* Source passage *
'''

Hoopla, Kanopy and the Most Obvious Thing You're Not Doing Ever.
Go ahead and talk bundling until you're blue in the face but it's still going to cost you. But all of this content? It's free. Without ads.
Somewhere in my notes — hell, maybe even in my Notes app — there’s an entry that says, I’m sure of it, “Look into Hoopla and Kanopy.”
I’m also sure there’s another one that says, “Get Hoopla and Kanopy.”
Bold denotes that people are ramping up the reminders, probably.
And for all the kind folks here who have been leaving comments periodically about the merits of, you know, using your library card to get two streaming sites that have — pause for effect — tons of great shit on them, yeah, you were right.
When my partner watched “Past Lives” — yes, without me, because she’s super impatient — I endured weeks of “You have to see ‘Past Lives’ because you’re going to love it.”
Last week, up in Portland, I finally decided to find it and watch it. You know, stream it on one of the platforms I’m paying for, which is theoretically at least partly why I’m paying for them.
I got some wine, I settled in and….yeah, not there.

'''

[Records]
'''

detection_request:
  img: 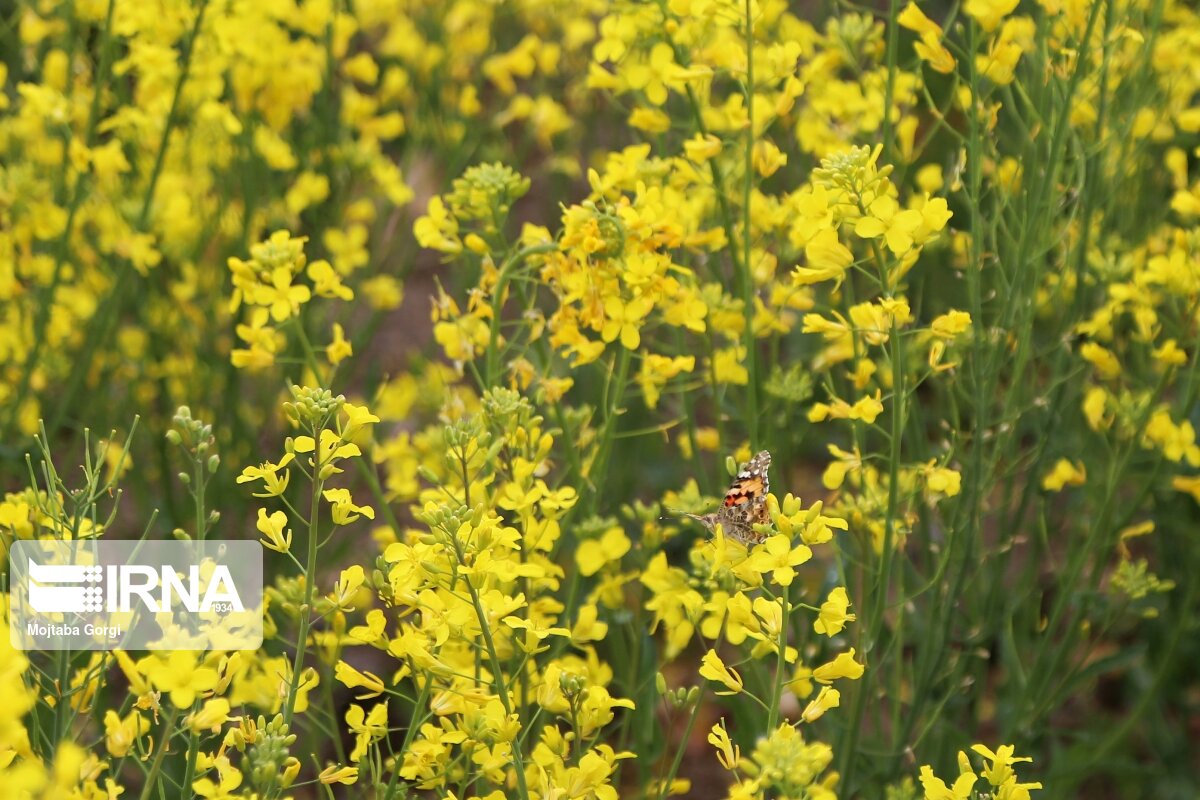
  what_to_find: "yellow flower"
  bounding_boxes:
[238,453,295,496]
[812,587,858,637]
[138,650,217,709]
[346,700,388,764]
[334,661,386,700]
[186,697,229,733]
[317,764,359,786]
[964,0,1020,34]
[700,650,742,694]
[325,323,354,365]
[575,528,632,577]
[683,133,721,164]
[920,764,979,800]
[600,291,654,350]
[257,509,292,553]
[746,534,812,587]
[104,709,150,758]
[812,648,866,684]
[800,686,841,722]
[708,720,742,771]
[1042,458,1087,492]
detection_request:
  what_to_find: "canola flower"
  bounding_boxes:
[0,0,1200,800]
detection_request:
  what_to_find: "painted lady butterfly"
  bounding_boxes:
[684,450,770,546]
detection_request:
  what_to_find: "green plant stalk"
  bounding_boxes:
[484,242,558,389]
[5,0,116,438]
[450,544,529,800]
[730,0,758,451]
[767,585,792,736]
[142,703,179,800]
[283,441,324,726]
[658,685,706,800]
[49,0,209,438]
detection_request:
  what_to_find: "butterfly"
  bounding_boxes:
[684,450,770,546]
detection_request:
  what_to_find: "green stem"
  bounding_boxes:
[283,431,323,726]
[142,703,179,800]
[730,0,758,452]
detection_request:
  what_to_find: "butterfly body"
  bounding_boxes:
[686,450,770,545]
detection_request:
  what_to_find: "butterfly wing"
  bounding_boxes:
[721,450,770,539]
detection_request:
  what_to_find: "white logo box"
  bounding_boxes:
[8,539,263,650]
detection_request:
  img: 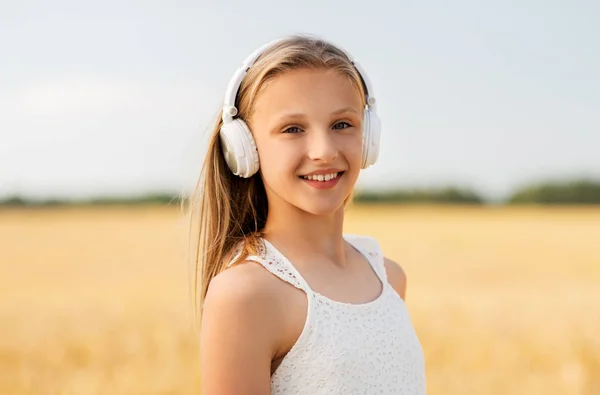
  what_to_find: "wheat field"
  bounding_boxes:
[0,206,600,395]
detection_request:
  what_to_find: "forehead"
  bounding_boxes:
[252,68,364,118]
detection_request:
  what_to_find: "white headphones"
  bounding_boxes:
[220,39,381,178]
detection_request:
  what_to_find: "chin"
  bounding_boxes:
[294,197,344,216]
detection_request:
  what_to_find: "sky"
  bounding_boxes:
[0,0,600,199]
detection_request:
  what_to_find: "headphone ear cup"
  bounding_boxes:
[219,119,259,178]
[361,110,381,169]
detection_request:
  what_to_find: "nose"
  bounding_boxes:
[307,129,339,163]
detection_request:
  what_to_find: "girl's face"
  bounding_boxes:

'''

* Given problem *
Reproduce the complete article about Hoopla and Kanopy above, word for word.

* Full output *
Hoopla, Kanopy and the Most Obvious Thing You're Not Doing Ever.
Go ahead and talk bundling until you're blue in the face but it's still going to cost you. But all of this content? It's free. Without ads.
Somewhere in my notes — hell, maybe even in my Notes app — there’s an entry that says, I’m sure of it, “Look into Hoopla and Kanopy.”
I’m also sure there’s another one that says, “Get Hoopla and Kanopy.”
Bold denotes that people are ramping up the reminders, probably.
And for all the kind folks here who have been leaving comments periodically about the merits of, you know, using your library card to get two streaming sites that have — pause for effect — tons of great shit on them, yeah, you were right.
When my partner watched “Past Lives” — yes, without me, because she’s super impatient — I endured weeks of “You have to see ‘Past Lives’ because you’re going to love it.”
Last week, up in Portland, I finally decided to find it and watch it. You know, stream it on one of the platforms I’m paying for, which is theoretically at least partly why I’m paying for them.
I got some wine, I settled in and….yeah, not there.